Reproduce every line of the listing below verbatim, omitting the pictures.
======== RAW RECORDS ========
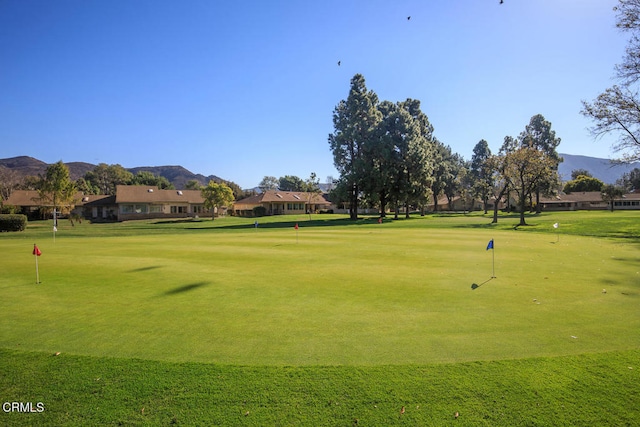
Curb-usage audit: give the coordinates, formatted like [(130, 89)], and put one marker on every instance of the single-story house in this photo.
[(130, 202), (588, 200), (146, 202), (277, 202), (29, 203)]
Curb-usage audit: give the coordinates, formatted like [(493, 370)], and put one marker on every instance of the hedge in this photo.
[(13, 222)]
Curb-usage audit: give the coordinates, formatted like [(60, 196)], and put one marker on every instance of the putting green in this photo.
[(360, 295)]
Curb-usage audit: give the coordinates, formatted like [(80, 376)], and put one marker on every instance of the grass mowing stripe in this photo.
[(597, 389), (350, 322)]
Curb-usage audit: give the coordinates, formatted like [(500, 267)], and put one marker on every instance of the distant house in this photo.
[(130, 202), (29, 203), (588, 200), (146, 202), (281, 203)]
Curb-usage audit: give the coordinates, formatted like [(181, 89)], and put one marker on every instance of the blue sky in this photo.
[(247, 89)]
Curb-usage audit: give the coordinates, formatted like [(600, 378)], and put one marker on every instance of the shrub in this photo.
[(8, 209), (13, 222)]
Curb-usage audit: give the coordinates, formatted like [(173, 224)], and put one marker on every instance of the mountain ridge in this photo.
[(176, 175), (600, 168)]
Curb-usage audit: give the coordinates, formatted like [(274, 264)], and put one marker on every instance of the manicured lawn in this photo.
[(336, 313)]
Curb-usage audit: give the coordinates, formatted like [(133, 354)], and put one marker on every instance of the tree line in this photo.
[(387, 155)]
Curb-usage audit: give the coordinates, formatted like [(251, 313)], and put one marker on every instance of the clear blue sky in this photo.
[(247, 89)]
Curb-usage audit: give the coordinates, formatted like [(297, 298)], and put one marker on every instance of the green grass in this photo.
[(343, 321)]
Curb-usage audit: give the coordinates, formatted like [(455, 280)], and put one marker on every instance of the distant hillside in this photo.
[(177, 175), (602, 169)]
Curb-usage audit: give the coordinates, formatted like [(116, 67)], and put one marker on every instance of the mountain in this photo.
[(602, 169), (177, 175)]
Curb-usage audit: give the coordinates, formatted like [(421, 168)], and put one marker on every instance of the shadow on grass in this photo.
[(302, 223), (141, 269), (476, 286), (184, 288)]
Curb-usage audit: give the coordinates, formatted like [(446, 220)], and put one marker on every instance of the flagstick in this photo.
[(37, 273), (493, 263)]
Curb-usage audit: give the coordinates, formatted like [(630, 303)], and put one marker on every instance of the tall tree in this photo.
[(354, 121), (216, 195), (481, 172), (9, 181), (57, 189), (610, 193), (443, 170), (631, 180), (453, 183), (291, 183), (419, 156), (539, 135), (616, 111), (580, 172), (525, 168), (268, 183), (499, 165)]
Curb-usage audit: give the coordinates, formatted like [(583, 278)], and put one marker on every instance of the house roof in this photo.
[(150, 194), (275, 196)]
========
## [FINAL RESULT]
Curb-usage audit: give the coordinates, formatted like [(130, 89)], and put one marker on every instance of the single-story house in this photo.
[(130, 202), (588, 200), (146, 202), (277, 202), (29, 203)]
Curb-usage audit: give the coordinates, formatted like [(493, 370)], and put one marker on every instance of the hedge in this photo.
[(13, 222)]
Curb-usage audit: give the coordinates, formatted like [(60, 196)], and put one marker on every instance of the putting green in this photo.
[(360, 295)]
Curb-usage audit: give the coordinates, formatted like [(80, 376)], and put one marker on every instance of the grass mowing stripe in this photo.
[(597, 389), (350, 322)]
Curb-usage audit: give the coordinates, formatted like [(500, 267)], and put one marker on every instance of the distant house in this photo.
[(130, 202), (29, 203), (588, 200), (146, 202), (281, 203)]
Curb-usage audit: give the coordinates, formatted like [(181, 89)], and put one marker on every instance of the blue sky in this photo.
[(247, 89)]
Curb-usage audit: give the coordinates, formatted like [(600, 378)], and put one marker on every instance of the shrub in this photo.
[(8, 209), (13, 222)]
Curb-usage audit: give the coordinates, formatted like [(173, 224)], and put one marker on every instance of the mountain ridge in this photo.
[(176, 175), (600, 168)]
Curb-usage audit: give the coordinates, formatted like [(274, 264)], and put one marker on every instance of the manicured lawn in this photo.
[(336, 313)]
Curb-usage audit: give the coordinates, formatted like [(133, 354)], and put one marker on every instance of the tree line in this photo.
[(387, 155)]
Curb-usage audit: give the coordinates, formatted like [(251, 313)], and put one marker on every instance of the clear blue sky in this photo.
[(247, 89)]
Curb-usage audit: give the coordinates, formatted like [(297, 298)], and put one marker on every instance of the green grass in this photo.
[(343, 321)]
Curb-usage audit: give the coordinates, formatted like [(455, 280)], and put one marker on every instance of the distant hillside in this photo.
[(177, 175), (602, 169)]
Curb-usage audit: give the coordinates, formatted like [(116, 67)], and put one marker on every instance of the mountain in this photo.
[(602, 169), (177, 175)]
Curb-usage audit: give the coordinates, formatted like [(421, 168)], and put one marker on every instance of the shadow on grass in this photo.
[(302, 223), (141, 269), (476, 286), (184, 288)]
Curb-usage audit: give the coordinates, formatted like [(446, 220)], and put one marker on every instance of the flagstick in this photo.
[(37, 273), (493, 263)]
Curb-usage audit: give the coordinates, formatted like [(630, 303)], and put one marker on every instance of the tall tree in this photo.
[(354, 121), (216, 195), (481, 172), (9, 181), (57, 189), (610, 193), (443, 170), (631, 180), (453, 183), (291, 183), (419, 156), (539, 135), (616, 111), (580, 172), (525, 168), (268, 183), (499, 165)]
Curb-usage audit: give the coordinates, formatted like [(583, 278)], and put one marker on every instance of the house roof in this photo.
[(150, 194), (275, 196)]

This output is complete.